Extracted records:
━━━━━━━━━━━━━━━━

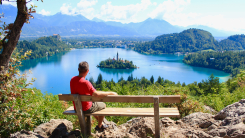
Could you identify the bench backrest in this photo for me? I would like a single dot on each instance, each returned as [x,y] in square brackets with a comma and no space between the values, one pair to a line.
[123,98]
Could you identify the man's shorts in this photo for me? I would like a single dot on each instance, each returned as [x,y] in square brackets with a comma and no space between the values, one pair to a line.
[96,106]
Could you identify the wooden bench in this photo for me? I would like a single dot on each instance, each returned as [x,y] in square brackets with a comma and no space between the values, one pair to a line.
[155,112]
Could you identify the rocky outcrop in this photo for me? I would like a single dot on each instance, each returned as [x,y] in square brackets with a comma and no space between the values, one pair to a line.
[55,128]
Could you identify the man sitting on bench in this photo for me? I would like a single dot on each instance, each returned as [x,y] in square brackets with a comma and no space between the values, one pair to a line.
[79,85]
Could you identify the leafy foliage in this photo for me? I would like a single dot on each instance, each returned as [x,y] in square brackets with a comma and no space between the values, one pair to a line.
[120,64]
[23,108]
[235,42]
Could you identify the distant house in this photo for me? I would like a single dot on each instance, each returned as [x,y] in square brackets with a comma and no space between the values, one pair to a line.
[57,36]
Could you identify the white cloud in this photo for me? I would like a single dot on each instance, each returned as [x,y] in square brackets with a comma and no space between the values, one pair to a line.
[86,3]
[126,13]
[169,7]
[173,11]
[13,3]
[84,7]
[67,9]
[43,12]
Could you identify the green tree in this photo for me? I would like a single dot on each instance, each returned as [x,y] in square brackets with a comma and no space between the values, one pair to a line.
[99,79]
[152,79]
[13,30]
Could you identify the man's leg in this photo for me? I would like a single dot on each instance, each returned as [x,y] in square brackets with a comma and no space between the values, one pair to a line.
[100,120]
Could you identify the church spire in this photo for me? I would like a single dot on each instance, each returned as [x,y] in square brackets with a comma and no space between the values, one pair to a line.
[117,56]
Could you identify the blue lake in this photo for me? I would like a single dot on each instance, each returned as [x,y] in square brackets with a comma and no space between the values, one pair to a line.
[53,74]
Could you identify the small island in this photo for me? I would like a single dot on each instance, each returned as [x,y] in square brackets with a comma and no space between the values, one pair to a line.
[117,64]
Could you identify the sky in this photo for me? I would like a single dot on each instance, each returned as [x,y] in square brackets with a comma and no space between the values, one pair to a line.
[228,15]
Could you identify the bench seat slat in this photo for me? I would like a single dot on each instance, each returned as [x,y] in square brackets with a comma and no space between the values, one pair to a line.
[124,98]
[144,112]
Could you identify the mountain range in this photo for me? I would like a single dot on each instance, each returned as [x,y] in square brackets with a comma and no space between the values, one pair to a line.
[68,25]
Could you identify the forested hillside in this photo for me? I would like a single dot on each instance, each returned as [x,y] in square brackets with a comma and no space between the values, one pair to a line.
[235,42]
[191,40]
[43,46]
[230,62]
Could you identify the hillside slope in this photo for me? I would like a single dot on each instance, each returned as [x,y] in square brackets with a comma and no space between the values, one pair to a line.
[190,40]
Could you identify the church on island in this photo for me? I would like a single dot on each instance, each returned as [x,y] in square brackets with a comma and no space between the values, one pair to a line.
[117,63]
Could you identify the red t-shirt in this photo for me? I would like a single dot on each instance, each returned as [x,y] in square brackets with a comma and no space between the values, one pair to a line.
[79,85]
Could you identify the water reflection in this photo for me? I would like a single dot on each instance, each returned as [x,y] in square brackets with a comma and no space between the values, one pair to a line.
[32,63]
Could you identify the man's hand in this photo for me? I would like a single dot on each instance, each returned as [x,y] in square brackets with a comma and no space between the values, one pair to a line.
[103,94]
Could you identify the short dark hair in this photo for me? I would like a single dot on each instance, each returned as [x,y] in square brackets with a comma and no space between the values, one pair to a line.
[83,67]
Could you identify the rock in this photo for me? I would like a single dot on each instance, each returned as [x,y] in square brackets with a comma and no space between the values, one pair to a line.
[234,110]
[25,134]
[209,109]
[55,128]
[199,119]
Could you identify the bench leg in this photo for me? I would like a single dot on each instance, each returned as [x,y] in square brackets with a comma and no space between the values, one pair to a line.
[156,117]
[88,125]
[80,114]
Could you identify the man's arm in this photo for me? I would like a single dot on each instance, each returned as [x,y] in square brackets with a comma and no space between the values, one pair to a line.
[103,94]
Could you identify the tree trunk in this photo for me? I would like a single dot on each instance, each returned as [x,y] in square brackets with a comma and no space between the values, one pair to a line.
[14,35]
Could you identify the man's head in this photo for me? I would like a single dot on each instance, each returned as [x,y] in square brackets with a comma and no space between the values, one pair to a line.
[83,67]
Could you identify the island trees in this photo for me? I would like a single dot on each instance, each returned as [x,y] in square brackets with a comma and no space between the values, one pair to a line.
[117,64]
[11,32]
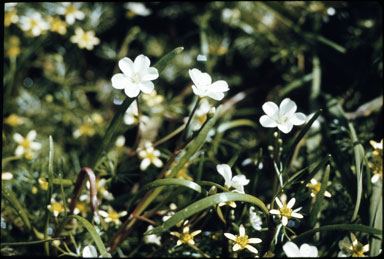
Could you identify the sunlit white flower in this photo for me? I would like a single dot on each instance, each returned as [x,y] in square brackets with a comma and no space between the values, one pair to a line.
[285,210]
[152,239]
[237,182]
[34,24]
[71,12]
[292,250]
[242,241]
[26,145]
[138,8]
[136,76]
[149,156]
[85,39]
[283,117]
[354,249]
[112,215]
[255,219]
[203,85]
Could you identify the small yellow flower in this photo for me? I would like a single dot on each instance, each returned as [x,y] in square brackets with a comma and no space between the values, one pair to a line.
[149,156]
[286,211]
[85,39]
[26,145]
[185,237]
[315,187]
[377,161]
[57,25]
[13,120]
[356,249]
[112,215]
[242,241]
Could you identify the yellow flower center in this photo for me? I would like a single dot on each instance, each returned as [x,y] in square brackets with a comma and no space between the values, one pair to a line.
[242,241]
[285,211]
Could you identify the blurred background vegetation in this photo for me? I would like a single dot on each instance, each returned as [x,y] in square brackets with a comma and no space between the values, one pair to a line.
[318,53]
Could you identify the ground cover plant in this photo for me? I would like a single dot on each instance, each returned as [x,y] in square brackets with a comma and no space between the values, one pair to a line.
[192,129]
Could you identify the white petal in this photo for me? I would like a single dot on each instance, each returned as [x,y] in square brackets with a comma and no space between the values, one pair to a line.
[219,86]
[285,128]
[132,90]
[291,249]
[226,172]
[270,108]
[89,251]
[120,81]
[230,236]
[141,64]
[254,240]
[252,249]
[298,118]
[308,251]
[291,203]
[126,66]
[31,135]
[215,95]
[147,87]
[151,74]
[267,122]
[144,164]
[287,106]
[18,138]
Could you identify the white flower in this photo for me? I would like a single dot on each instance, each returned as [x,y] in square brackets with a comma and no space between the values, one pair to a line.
[242,241]
[203,85]
[138,8]
[71,12]
[237,182]
[136,77]
[34,23]
[292,250]
[286,211]
[152,239]
[26,145]
[255,219]
[283,117]
[149,156]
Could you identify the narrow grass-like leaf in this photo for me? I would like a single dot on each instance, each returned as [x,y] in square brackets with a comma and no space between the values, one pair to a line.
[319,198]
[338,227]
[11,198]
[206,203]
[95,236]
[236,123]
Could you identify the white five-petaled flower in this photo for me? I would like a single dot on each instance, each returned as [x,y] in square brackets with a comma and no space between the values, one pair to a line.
[152,239]
[203,85]
[149,156]
[237,182]
[292,250]
[283,117]
[34,24]
[136,76]
[26,145]
[71,12]
[285,211]
[242,241]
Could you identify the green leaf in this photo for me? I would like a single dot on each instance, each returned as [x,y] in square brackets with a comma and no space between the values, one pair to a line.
[95,236]
[11,198]
[206,203]
[162,63]
[319,198]
[338,227]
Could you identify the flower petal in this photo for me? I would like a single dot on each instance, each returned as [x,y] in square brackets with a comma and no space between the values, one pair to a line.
[287,106]
[267,122]
[226,172]
[270,108]
[126,66]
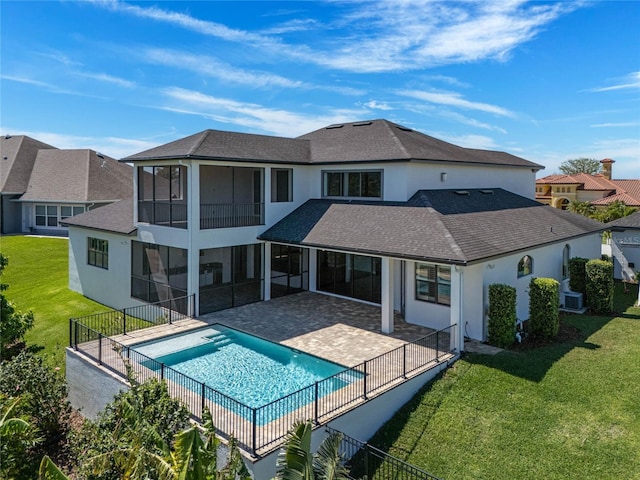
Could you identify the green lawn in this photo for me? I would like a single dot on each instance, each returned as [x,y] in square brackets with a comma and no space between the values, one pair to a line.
[38,279]
[565,411]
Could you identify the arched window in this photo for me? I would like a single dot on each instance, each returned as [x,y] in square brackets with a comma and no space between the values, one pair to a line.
[566,255]
[525,266]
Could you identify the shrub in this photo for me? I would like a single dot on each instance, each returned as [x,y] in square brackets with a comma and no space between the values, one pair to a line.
[577,276]
[600,286]
[544,301]
[502,315]
[13,324]
[45,390]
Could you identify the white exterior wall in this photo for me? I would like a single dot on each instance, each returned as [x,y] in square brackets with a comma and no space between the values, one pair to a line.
[425,176]
[112,286]
[626,250]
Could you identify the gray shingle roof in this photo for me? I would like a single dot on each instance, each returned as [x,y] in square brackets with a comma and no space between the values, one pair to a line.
[17,156]
[435,225]
[78,176]
[369,141]
[219,145]
[115,217]
[630,221]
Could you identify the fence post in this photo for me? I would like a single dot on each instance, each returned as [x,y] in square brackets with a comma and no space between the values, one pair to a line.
[365,381]
[253,433]
[99,348]
[404,361]
[315,413]
[203,401]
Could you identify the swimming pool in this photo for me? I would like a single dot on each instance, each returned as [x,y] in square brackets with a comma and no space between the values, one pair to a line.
[246,368]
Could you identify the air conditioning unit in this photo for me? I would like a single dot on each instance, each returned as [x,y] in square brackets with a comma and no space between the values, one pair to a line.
[573,300]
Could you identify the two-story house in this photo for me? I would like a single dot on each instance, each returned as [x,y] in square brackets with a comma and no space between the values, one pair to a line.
[371,211]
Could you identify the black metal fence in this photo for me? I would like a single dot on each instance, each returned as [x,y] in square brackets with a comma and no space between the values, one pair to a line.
[366,461]
[119,322]
[259,429]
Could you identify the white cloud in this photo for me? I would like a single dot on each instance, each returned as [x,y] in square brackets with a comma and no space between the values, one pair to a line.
[455,100]
[629,82]
[114,147]
[103,77]
[251,115]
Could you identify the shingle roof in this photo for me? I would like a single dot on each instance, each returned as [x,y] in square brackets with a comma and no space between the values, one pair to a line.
[435,225]
[368,141]
[115,217]
[220,145]
[17,156]
[630,221]
[78,176]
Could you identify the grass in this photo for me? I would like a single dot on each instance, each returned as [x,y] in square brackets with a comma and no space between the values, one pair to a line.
[38,279]
[563,411]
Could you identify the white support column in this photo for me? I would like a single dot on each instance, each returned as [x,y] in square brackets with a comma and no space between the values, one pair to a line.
[457,308]
[387,295]
[267,271]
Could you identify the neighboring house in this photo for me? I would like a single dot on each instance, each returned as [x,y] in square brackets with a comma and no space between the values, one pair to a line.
[372,211]
[18,154]
[625,247]
[56,184]
[600,190]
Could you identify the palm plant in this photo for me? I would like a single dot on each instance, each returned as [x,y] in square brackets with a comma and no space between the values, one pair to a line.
[296,462]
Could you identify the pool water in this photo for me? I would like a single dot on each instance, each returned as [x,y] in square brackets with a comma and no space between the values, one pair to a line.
[246,368]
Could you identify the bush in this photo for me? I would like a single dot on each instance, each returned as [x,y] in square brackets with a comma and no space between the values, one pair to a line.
[600,286]
[502,315]
[134,417]
[13,324]
[45,390]
[577,276]
[544,301]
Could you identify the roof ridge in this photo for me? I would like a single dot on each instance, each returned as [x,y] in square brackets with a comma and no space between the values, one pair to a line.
[204,134]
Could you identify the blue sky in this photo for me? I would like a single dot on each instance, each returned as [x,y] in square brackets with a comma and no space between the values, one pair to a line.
[547,81]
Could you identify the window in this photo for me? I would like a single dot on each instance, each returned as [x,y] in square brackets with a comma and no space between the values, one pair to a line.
[433,283]
[158,272]
[162,195]
[525,266]
[566,255]
[46,215]
[98,252]
[357,184]
[69,211]
[281,185]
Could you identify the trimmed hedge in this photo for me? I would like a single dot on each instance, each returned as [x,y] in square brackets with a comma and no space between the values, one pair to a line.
[544,301]
[502,315]
[577,276]
[600,286]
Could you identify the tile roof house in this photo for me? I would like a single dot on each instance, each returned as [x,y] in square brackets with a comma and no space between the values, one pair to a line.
[371,211]
[43,185]
[599,189]
[625,247]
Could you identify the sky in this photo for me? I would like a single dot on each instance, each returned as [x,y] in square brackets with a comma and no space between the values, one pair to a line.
[546,81]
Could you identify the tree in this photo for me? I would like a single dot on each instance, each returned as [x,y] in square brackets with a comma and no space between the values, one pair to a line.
[581,165]
[13,324]
[296,462]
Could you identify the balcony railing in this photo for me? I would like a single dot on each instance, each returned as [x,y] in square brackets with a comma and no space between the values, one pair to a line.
[229,215]
[165,213]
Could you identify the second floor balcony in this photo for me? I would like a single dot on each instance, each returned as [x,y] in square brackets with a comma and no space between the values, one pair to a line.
[229,215]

━━━━━━━━━━━━━━━━

**YOUR GOAL:**
This exercise calls for the lines from the one holding "Could you identify the tree in" through the end of the entries, transcribed exactly and with nothing more.

**TASK OUTPUT:**
Could you identify the tree in this photo for me? I would like a single dot on each instance, each returned as [x,y] in square brackets with a comma and no space between the values, one pair to a line.
[581,165]
[13,324]
[296,462]
Could you identify the balcony railing in this photo for me? I would like a single dot on each instance, each returned as [x,y] in square brackets with a comma and no space between the values, one pair to a line.
[229,215]
[165,213]
Could you identify the second floor balcony in this photo for me? I would like a single dot on each instance, each returned as [x,y] in square brackets with a comma and no space between the values, one pair to a line.
[229,215]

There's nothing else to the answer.